DIRECTIONS ::
1) Set down the passage of the forum thread on parsing log text word for word, starting with "I need to parse" and going on through "the bold shashies.".
2) In the forum thread on parsing log text, what are the five fields that are to become the columns of the HTML table?

EXCERPT TO READ ::
>> Start

# Text Parser: Text to MySQL Database

Discussion in 'Mac Programming' started by barr08, Jul 26, 2007.

1. ### barr08 macrumors 65816

Joined:
Aug 9, 2006
Location:
Boston, MA
#1
Oh hey,

I need to parse text from a text file in this form:

06/07/07 02:44:29.966 INFO Servlet.Engine.Transports : 0 accept: text/html, image/gif, image/jpeg, *; q=.2, */*; q=.2

To be split accordingly:

06/07/07 / 02:44:29.966 / INFO /Servlet.Engine.Transports : 0 / accept: text/html, image/gif, image/jpeg, *; q=.2, */*; q=.2

Into a 5 column HTML table with the fields Date, Time, Level, ID, and Info. These columns are seperated above with the bold shashies.

Any ideas? PERL isn't neccesary, it is just what I was thinking of using. Even a start would be apprectiated, you don't need to give me a full working script or anything.

Thanks for looking!

>> End

(Records of labeled points)
>> Start

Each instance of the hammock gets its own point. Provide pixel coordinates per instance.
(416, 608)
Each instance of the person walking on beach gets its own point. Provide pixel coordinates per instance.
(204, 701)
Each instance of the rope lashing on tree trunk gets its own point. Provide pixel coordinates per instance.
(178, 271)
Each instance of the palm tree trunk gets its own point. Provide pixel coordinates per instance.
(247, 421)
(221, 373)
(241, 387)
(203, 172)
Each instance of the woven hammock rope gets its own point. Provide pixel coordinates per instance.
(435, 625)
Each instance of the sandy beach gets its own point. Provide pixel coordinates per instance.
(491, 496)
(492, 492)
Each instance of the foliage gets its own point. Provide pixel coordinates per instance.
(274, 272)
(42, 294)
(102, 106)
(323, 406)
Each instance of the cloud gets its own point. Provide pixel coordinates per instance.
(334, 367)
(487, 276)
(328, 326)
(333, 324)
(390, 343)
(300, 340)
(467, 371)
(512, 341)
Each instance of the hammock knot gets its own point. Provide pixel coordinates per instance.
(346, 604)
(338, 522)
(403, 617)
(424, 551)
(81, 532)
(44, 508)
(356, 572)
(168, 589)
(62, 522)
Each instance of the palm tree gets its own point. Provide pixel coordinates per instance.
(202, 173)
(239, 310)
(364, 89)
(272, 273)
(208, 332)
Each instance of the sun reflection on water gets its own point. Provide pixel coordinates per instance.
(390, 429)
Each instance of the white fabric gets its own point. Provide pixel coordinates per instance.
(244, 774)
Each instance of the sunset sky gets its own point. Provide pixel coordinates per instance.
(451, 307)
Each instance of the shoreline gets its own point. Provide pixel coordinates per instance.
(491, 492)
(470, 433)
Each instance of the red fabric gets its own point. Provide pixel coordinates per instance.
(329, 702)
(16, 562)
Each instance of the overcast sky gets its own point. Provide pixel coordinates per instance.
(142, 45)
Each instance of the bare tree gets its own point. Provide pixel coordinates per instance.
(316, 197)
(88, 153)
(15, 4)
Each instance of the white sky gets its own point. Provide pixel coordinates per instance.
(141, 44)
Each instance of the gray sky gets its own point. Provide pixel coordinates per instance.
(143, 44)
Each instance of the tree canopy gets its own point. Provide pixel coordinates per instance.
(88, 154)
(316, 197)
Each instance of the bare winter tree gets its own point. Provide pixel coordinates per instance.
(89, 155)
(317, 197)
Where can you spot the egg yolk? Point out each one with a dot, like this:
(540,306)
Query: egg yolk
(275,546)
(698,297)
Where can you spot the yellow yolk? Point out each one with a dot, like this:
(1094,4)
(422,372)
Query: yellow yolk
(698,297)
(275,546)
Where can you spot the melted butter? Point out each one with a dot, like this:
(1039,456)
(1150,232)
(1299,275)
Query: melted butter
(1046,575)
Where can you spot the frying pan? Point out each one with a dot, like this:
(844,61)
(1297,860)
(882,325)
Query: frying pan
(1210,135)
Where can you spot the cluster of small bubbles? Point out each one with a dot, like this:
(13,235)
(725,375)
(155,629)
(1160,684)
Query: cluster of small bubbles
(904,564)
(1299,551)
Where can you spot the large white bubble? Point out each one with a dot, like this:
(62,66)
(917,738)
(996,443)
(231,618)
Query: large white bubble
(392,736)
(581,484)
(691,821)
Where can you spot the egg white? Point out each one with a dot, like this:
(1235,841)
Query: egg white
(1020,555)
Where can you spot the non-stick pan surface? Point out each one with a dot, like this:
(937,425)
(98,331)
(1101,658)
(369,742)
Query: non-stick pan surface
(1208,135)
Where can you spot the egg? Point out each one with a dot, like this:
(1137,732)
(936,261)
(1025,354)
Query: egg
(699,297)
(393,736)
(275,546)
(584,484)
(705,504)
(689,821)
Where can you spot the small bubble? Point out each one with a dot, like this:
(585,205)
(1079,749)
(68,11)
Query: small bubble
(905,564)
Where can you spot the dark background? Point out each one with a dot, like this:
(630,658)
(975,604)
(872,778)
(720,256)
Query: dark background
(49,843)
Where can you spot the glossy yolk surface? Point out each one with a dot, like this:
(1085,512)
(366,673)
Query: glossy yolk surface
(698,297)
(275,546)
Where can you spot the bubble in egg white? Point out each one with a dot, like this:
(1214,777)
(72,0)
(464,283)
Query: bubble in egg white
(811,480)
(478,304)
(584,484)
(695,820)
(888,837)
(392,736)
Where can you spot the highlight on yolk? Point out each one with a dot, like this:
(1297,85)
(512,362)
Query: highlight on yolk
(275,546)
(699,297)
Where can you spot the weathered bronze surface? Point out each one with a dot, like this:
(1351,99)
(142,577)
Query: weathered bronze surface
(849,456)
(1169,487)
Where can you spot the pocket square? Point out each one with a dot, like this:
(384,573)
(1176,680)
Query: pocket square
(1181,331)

>> End

COMPLETED EXERCISE ::
1)
I need to parse text from a text file in this form:

06/07/07 02:44:29.966 INFO Servlet.Engine.Transports : 0 accept: text/html, image/gif, image/jpeg, *; q=.2, */*; q=.2

To be split accordingly:

06/07/07 / 02:44:29.966 / INFO /Servlet.Engine.Transports : 0 / accept: text/html, image/gif, image/jpeg, *; q=.2, */*; q=.2

Into a 5 column HTML table with the fields Date, Time, Level, ID, and Info. These columns are seperated above with the bold shashies.

2) Date, Time, Level, ID, and Info.